[Exercise requirements] Copy out every line of the material from the line containing "Category: rocky mountain" through the last line, inclusive, adding 35 to each coordinate and leaving all other text unchanged.

[Records]
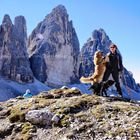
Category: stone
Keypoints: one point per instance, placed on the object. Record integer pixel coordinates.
(14, 62)
(40, 117)
(53, 49)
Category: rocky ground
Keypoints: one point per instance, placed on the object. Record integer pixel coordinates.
(66, 114)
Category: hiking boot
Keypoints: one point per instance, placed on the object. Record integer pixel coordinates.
(119, 95)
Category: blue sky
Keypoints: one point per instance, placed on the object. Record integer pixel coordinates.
(119, 18)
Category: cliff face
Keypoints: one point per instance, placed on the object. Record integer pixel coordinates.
(100, 41)
(14, 61)
(54, 49)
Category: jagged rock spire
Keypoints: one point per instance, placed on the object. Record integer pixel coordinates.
(54, 49)
(14, 62)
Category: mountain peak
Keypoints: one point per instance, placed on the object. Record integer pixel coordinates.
(60, 9)
(6, 20)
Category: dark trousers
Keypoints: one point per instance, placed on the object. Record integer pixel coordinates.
(115, 75)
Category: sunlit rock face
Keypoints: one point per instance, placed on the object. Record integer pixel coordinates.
(53, 49)
(14, 61)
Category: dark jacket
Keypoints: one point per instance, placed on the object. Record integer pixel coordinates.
(115, 62)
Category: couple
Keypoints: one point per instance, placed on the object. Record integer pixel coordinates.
(111, 64)
(114, 67)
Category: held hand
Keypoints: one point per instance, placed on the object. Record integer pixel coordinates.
(120, 74)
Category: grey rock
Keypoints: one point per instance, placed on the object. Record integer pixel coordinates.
(40, 117)
(100, 41)
(53, 49)
(14, 61)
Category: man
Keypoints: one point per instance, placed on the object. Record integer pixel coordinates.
(114, 66)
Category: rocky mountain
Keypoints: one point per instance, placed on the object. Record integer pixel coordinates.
(100, 41)
(14, 60)
(54, 49)
(67, 114)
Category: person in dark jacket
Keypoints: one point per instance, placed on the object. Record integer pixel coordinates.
(114, 67)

[Exercise result]
Category: rocky mountain
Keypoints: one point per instance, placed on the object. Record integer pixel coordinates.
(135, 76)
(49, 95)
(89, 84)
(102, 149)
Category: person in dark jacket
Keypoints: one point per instance, placed on the object. Record integer pixel coordinates.
(149, 102)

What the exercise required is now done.